_STATED PROBLEM_. Find the line that contains "TARGET: sunset sky" and print it and every line after it, exactly, please.

_EXERCISE INPUT_.
- - -
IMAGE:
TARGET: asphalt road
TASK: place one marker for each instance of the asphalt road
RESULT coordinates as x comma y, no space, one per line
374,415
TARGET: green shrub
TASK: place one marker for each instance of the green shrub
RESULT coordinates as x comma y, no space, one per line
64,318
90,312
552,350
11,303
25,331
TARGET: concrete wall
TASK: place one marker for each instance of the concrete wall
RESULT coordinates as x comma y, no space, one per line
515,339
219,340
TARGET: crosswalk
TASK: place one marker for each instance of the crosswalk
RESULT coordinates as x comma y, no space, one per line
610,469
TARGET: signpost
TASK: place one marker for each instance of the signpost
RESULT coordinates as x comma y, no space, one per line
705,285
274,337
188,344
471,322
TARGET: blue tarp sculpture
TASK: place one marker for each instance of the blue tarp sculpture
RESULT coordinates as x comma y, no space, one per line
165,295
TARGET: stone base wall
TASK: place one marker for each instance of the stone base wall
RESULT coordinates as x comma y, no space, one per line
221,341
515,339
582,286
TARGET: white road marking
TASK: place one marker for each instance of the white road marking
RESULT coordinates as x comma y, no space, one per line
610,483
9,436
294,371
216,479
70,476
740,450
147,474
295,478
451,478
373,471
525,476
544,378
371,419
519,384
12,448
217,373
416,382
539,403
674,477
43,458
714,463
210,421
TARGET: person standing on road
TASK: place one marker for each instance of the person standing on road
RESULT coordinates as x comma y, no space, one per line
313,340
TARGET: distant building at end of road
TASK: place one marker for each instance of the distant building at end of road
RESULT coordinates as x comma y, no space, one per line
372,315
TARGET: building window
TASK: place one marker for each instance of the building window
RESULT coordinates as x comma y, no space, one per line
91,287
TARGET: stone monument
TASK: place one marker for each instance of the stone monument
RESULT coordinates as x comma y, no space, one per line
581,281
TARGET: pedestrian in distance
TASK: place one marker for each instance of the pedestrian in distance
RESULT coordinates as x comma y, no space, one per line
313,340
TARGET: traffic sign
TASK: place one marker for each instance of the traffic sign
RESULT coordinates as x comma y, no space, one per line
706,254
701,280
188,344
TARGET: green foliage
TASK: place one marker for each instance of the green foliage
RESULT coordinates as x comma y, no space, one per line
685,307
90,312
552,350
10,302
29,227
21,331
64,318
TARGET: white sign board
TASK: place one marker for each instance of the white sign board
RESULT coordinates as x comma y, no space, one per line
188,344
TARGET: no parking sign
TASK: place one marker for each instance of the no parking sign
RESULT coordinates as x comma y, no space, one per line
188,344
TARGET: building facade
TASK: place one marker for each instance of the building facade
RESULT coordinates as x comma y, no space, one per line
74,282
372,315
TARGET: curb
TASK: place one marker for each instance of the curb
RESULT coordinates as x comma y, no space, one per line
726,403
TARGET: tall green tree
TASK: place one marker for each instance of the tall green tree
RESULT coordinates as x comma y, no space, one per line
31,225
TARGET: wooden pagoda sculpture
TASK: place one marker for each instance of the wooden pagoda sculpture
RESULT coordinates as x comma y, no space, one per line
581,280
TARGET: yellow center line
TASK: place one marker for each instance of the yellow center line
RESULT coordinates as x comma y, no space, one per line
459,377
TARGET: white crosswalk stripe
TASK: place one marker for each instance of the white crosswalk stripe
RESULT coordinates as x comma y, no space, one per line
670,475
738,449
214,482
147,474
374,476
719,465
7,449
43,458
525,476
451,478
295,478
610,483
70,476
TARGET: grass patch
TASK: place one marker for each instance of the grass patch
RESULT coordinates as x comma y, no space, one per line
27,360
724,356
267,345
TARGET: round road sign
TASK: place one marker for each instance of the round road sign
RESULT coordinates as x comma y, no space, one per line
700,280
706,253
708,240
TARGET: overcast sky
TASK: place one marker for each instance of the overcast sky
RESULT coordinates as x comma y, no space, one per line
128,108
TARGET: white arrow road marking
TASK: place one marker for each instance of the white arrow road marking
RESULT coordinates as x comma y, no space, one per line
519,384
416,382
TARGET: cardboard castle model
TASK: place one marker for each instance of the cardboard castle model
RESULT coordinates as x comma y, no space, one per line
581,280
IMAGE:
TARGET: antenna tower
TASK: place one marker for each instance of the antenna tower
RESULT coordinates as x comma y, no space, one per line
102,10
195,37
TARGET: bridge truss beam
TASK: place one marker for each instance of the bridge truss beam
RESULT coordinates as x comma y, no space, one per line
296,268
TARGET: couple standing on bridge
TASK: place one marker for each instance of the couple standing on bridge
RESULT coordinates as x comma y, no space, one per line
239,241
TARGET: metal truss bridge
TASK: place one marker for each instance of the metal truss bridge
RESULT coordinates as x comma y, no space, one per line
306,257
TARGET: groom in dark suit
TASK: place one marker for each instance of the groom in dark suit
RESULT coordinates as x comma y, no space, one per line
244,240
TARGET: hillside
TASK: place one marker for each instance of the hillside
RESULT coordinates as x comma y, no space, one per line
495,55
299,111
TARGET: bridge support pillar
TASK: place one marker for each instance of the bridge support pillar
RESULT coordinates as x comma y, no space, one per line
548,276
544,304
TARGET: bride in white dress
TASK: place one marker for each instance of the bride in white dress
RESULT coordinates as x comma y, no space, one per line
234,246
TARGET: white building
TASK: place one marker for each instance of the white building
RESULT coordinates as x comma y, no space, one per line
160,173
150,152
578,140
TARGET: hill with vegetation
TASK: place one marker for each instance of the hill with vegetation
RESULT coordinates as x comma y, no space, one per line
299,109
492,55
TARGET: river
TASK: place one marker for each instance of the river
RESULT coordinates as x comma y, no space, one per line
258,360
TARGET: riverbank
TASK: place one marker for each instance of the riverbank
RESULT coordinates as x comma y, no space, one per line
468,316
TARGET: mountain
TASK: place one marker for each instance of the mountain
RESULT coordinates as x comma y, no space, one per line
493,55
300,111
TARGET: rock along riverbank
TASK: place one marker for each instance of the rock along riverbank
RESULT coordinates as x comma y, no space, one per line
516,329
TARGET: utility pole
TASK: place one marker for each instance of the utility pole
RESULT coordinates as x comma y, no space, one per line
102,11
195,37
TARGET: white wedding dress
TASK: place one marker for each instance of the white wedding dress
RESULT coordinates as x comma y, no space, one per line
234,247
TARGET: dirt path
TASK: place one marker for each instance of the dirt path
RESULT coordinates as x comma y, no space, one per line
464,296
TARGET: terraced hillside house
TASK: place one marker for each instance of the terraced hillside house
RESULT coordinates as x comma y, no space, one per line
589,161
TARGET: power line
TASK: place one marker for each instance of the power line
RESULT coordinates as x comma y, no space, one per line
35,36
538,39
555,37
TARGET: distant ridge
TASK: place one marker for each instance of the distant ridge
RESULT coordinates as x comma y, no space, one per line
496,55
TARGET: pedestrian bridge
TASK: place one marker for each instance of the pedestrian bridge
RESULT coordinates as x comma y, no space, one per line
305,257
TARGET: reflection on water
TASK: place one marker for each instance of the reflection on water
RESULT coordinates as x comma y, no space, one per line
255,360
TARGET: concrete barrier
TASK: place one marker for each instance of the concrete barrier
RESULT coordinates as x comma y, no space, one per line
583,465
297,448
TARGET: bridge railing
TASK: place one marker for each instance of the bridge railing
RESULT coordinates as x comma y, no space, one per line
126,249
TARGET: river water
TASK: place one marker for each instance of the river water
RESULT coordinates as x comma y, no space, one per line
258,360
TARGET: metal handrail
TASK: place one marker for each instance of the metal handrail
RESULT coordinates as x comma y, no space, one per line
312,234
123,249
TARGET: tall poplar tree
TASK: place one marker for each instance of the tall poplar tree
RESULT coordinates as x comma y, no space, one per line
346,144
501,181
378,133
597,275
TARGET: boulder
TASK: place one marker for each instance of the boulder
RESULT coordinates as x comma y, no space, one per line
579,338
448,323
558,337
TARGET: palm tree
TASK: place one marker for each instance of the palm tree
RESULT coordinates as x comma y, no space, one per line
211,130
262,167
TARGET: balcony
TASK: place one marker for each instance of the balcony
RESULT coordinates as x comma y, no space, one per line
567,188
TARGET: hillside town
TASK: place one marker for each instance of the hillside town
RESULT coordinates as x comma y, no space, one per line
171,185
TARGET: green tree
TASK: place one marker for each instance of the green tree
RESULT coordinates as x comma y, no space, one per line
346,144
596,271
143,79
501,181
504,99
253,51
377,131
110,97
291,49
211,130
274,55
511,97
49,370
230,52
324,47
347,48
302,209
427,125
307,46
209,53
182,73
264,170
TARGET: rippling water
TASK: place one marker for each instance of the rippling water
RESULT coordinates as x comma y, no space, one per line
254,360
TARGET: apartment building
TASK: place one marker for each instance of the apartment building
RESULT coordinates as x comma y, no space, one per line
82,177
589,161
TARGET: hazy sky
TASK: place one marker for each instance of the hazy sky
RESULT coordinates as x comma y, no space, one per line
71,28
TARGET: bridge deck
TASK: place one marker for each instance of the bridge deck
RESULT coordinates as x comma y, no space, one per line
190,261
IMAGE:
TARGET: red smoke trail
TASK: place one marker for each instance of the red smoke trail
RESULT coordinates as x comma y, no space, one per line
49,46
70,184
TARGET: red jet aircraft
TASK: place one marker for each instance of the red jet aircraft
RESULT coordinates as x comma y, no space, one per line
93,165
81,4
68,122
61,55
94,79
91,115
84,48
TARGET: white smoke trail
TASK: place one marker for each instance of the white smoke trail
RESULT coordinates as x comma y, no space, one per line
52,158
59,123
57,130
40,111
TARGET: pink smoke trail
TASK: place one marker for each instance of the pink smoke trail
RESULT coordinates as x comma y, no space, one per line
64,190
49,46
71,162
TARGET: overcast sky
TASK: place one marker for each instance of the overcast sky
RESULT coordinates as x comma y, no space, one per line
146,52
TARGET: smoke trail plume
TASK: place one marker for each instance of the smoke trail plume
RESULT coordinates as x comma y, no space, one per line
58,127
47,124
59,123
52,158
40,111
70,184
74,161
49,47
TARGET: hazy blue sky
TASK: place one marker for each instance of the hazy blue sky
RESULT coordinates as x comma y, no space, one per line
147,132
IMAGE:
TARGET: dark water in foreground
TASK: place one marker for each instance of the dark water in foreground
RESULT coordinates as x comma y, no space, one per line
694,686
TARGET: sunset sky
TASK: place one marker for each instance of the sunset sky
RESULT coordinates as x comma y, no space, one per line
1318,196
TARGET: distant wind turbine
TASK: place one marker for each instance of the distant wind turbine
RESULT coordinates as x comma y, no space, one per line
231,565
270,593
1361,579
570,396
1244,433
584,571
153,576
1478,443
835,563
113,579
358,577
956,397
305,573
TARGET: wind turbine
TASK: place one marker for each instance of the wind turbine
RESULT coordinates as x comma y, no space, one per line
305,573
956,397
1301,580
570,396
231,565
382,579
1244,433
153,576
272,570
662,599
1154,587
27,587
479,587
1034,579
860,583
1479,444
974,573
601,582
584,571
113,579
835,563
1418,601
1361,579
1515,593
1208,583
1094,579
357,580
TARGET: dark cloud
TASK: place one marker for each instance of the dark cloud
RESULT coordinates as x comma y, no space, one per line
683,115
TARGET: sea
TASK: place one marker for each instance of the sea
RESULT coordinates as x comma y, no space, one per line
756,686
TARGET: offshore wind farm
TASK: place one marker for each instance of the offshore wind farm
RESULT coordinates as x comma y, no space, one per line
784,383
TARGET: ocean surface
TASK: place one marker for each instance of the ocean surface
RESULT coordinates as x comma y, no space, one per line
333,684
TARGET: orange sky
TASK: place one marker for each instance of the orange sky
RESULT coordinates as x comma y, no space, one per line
- - -
_TASK ANSWER_.
TARGET: sunset sky
TASK: place one marker for each instance of the sunset sky
RESULT coordinates as x comma y, no space, one per line
1318,196
TARGET: distant wind turbine
TASK: place one marker for each instance of the distant wind turbine
RESULT coordinates as x comma y, no space, one per line
231,565
270,593
1361,579
570,396
1244,433
584,571
153,576
1478,443
835,563
113,579
358,577
956,397
305,573
TARGET: wind turbine
TASK: place one marker for each instance of the wind turbine
RESULT coordinates as x comma y, no space, one per line
305,573
956,397
1301,580
570,396
231,565
382,579
1244,433
153,576
272,570
662,599
1154,587
27,587
479,587
1034,579
860,583
1479,444
974,573
601,582
584,571
113,579
835,563
1418,601
1361,579
1515,593
1208,583
1094,579
357,580
TARGET: dark cloud
TASK: place one marker for each instance of the dark cloud
RESULT coordinates as x comma y, no space, one per line
683,115
TARGET: sea
TASK: place one marker for each instance of the sea
RESULT coordinates as x comma y, no space, one per line
756,686
TARGET: offshore wind farm
TASK: place one marker for each instance of the offshore wind farm
RESULT coordinates as x comma y, no space, one per line
784,383
TARGET: ocean surface
TASK: place one marker for each instance of the ocean surface
RESULT coordinates as x comma y, no space, one per line
333,684
TARGET: orange sky
TASK: place one marker for each instance of the orange sky
RESULT coordinates as x comma y, no space, one per line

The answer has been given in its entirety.